■ JOBS:
1. In the press release on H.R. 1, what year does Chairman John Boehner name in describing how significant this change in federal education policy would be?
2. Continue the press release on H.R. 1 from the point where it stops.

* START DOCUMENT SEGMENT *

News from the
Committee on Education and the Workforce
John Boehner, Chairman

FOR IMMEDIATE RELEASE
May 9, 2001
CONTACTS: Dave Schnittger or Dan Lara
Telephone: (202) 225-4527

House Education Committee Passes President Bush’s
  No Child Left Behind Education Bill (H.R. 1)

H.R. 1 Gives Students a Chance, Parents a Choice, and America’s Schools a Charge to Be the Best in the World

            WASHINGTON, D.C. - In a dramatic victory for students and parents, the House Education and the Workforce Committee today gave bipartisan approval to H.R. 1, President George W. Bush’s No Child Left Behind education plan.

            “We’re a giant step closer to the most significant change in federal education policy since 1965,” said House Education and the Workforce Committee Chairman John Boehner (R-OH). “The committee’s vote today is a vote to empower parents and improve education quality for every child in America. It’s an unmistakable signal that after three and a half decades of increasing education spending, Washington is finally beginning to demand some results for our children.”

* END DOCUMENT SEGMENT *
* START MATERIAL PROVIDED *

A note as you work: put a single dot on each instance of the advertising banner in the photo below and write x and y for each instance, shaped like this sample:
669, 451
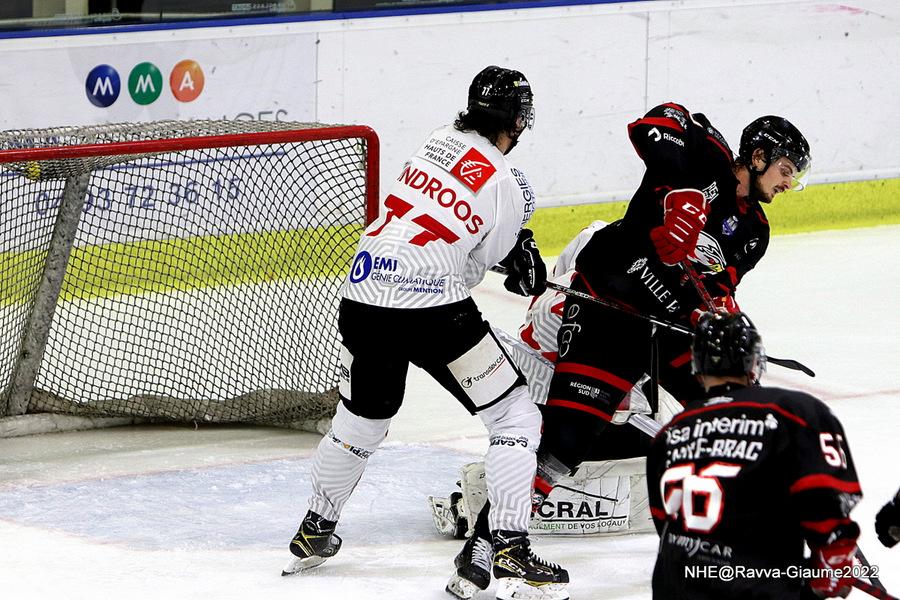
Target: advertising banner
269, 77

* END MATERIAL PROVIDED *

■ RESULTS FOR EACH TASK:
1. 1965

2.
            “H.R. 1 reflects President Bush’s education reform agenda to leave no child behind,” Boehner said. “It gives states and local school districts unprecedented flexibility while holding them accountable for closing the achievement gap between disadvantaged students and their peers. It empowers parents with information about the progress their children are making, the quality of the schools they’re attending, and the qualifications of the teachers who are teaching them. Most importantly, it gives parents an array of new options and provides a safety valve for disadvantaged children trapped in failing schools.”

            While noting the successful inclusion of a “safety valve” for students in failing schools that includes immediate public school choice and allows federal education dollars to flow to private, faith-based providers of supplemental educational services, Boehner vowed to continue the drive to extend the option of private school choice to children in failing schools when H.R. 1 reaches the House floor.

            “We’re taking some dramatic steps forward with H.R. 1. But we cannot rest until there is equal educational opportunity for all American children,” Boehner pledged. Boehner also said Republicans would move aggressively to pass an amendment on the floor to give states significant new flexibility in exchange for better results for students.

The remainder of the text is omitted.